§ Work required:
Write the data out verbatim.

*** Opening Extracted material ***

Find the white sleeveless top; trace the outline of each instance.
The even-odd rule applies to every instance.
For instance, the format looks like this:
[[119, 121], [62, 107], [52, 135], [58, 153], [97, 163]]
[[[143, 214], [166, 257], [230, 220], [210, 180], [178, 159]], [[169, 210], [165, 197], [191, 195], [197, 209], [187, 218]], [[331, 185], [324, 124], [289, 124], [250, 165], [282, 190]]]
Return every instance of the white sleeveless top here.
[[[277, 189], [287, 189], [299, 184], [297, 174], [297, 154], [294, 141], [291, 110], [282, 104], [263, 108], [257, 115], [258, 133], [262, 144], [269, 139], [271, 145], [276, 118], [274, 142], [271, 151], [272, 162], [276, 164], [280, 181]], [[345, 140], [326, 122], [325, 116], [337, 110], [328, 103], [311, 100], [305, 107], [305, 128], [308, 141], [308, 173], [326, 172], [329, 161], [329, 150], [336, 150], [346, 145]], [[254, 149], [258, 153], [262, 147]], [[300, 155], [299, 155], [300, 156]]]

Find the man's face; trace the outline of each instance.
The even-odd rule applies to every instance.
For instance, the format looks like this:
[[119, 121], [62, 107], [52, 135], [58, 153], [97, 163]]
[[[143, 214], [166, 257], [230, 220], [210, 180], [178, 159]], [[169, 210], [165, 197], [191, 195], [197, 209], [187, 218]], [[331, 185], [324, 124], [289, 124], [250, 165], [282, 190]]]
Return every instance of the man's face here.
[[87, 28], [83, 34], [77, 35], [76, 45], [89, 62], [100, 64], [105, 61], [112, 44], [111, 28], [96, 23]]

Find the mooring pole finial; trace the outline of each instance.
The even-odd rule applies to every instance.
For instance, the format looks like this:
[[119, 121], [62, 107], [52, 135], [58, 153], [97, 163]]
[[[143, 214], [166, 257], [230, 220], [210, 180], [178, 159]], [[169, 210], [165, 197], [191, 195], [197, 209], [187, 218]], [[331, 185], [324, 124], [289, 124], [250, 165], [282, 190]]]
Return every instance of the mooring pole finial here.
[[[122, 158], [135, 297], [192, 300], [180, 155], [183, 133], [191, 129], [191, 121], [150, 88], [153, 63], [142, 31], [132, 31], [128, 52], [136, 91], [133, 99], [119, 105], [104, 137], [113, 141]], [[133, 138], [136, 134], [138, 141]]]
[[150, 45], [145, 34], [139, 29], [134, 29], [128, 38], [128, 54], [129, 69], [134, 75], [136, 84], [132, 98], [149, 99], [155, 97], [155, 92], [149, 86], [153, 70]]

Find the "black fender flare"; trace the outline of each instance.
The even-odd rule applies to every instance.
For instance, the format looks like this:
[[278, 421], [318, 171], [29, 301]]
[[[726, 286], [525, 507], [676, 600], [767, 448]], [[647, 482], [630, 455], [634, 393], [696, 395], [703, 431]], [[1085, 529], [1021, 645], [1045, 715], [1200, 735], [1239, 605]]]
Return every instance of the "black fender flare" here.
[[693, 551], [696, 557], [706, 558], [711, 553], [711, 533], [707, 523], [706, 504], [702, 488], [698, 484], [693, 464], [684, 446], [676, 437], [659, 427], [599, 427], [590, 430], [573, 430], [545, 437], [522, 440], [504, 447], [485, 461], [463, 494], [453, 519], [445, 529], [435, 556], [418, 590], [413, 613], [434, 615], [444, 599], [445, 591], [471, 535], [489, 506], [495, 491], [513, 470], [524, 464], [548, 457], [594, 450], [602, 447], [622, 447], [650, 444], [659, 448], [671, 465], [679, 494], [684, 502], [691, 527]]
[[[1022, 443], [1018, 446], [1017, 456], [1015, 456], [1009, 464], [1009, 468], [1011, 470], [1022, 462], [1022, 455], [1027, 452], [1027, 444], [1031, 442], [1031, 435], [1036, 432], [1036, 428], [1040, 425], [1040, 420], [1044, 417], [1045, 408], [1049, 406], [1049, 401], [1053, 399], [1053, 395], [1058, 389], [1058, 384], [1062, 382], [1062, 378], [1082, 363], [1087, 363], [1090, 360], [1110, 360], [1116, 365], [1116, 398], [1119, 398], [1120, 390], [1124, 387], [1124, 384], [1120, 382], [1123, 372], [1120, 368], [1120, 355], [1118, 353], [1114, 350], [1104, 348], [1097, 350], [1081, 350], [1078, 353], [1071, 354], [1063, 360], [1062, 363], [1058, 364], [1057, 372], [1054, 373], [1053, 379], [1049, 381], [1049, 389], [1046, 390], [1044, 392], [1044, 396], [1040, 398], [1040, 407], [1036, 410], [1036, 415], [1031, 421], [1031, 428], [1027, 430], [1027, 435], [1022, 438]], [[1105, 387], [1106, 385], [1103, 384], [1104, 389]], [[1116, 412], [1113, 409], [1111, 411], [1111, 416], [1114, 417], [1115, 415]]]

*** Closing Extracted material ***

§ Result of this task:
Find the white sleeveless top; trace the outline of each instance.
The even-odd rule applies to every instance.
For instance, the format looks like this:
[[119, 121], [62, 107], [52, 135], [58, 153], [97, 163]]
[[[143, 214], [166, 257], [230, 220], [210, 180], [178, 159]], [[169, 210], [165, 197], [191, 195], [197, 209], [187, 218]], [[331, 185], [324, 124], [289, 124], [250, 165], [282, 190]]]
Return every instance of the white sleeveless top here.
[[[277, 189], [287, 189], [299, 184], [297, 174], [297, 154], [294, 141], [291, 110], [282, 104], [263, 108], [257, 115], [258, 133], [262, 144], [269, 139], [271, 145], [276, 118], [274, 142], [271, 151], [272, 162], [276, 164], [280, 181]], [[345, 140], [326, 122], [325, 116], [337, 110], [328, 103], [311, 100], [305, 107], [305, 128], [308, 141], [308, 173], [326, 172], [329, 161], [329, 150], [336, 150], [346, 145]], [[254, 149], [258, 153], [262, 147]], [[300, 155], [299, 155], [300, 156]]]

Find the man's face; trace the outline of each instance.
The even-odd rule applies to every instance.
For instance, the format looks like this:
[[119, 121], [62, 107], [52, 135], [58, 153], [97, 163]]
[[[143, 214], [166, 257], [230, 220], [210, 180], [178, 159]], [[169, 210], [165, 197], [191, 195], [197, 209], [187, 218]], [[331, 185], [324, 124], [289, 124], [250, 165], [282, 190]]]
Return every instance of the man's face here.
[[87, 28], [83, 34], [77, 35], [76, 45], [89, 62], [100, 64], [105, 61], [112, 44], [111, 28], [96, 23]]

Find the mooring pole finial; trace the outline of each instance.
The even-odd rule applies to every instance.
For instance, the format looks like this:
[[119, 121], [62, 107], [52, 135], [58, 153], [97, 163]]
[[[143, 214], [166, 257], [230, 220], [210, 180], [178, 159]], [[169, 210], [165, 197], [191, 195], [197, 209], [187, 218]], [[331, 185], [324, 124], [289, 124], [250, 165], [282, 190]]]
Return every instance of the mooring pole finial here.
[[[122, 158], [135, 297], [192, 300], [180, 155], [183, 133], [191, 129], [191, 121], [150, 88], [153, 63], [142, 31], [132, 31], [128, 52], [136, 91], [133, 99], [119, 105], [104, 137], [113, 141]], [[133, 138], [136, 134], [138, 141]]]
[[150, 45], [145, 34], [139, 29], [134, 29], [128, 38], [128, 54], [129, 69], [134, 75], [136, 84], [132, 98], [149, 99], [155, 97], [155, 92], [149, 86], [153, 70]]

Find the "black fender flare"; trace the outline of each instance.
The even-odd rule applies to every instance.
For instance, the format looks like this:
[[278, 421], [318, 171], [29, 301]]
[[[726, 286], [525, 507], [676, 600], [767, 448]], [[647, 482], [630, 455], [634, 393], [696, 395], [703, 431]], [[1085, 529], [1021, 645], [1045, 715], [1200, 735], [1239, 605]]]
Return every instance of the "black fender flare" here.
[[693, 551], [696, 557], [706, 558], [711, 553], [711, 533], [707, 523], [706, 504], [702, 488], [698, 484], [693, 464], [684, 446], [676, 437], [659, 427], [599, 427], [590, 430], [573, 430], [545, 437], [522, 440], [504, 447], [485, 461], [463, 494], [453, 519], [445, 529], [435, 556], [418, 590], [413, 613], [434, 615], [444, 599], [445, 591], [471, 535], [489, 506], [495, 491], [513, 470], [524, 464], [548, 457], [594, 450], [602, 447], [622, 447], [650, 444], [659, 448], [671, 465], [679, 494], [684, 502], [691, 527]]
[[[1022, 443], [1018, 446], [1017, 456], [1015, 456], [1009, 464], [1009, 468], [1011, 470], [1022, 462], [1022, 455], [1027, 452], [1027, 444], [1031, 442], [1031, 435], [1036, 432], [1036, 428], [1040, 425], [1040, 420], [1044, 417], [1045, 408], [1049, 406], [1049, 401], [1053, 399], [1053, 395], [1058, 389], [1058, 384], [1062, 382], [1062, 378], [1082, 363], [1087, 363], [1090, 360], [1110, 360], [1116, 365], [1116, 398], [1119, 398], [1120, 390], [1124, 387], [1124, 384], [1120, 382], [1123, 372], [1120, 368], [1120, 355], [1118, 353], [1114, 350], [1104, 348], [1097, 350], [1081, 350], [1078, 353], [1071, 354], [1063, 360], [1062, 363], [1058, 364], [1057, 372], [1054, 373], [1053, 379], [1049, 381], [1049, 389], [1046, 390], [1044, 392], [1044, 396], [1040, 398], [1040, 407], [1036, 410], [1036, 415], [1031, 421], [1031, 428], [1027, 430], [1027, 435], [1022, 438]], [[1105, 387], [1106, 385], [1103, 384], [1104, 389]], [[1116, 412], [1113, 409], [1111, 411], [1111, 416], [1114, 417], [1115, 415]]]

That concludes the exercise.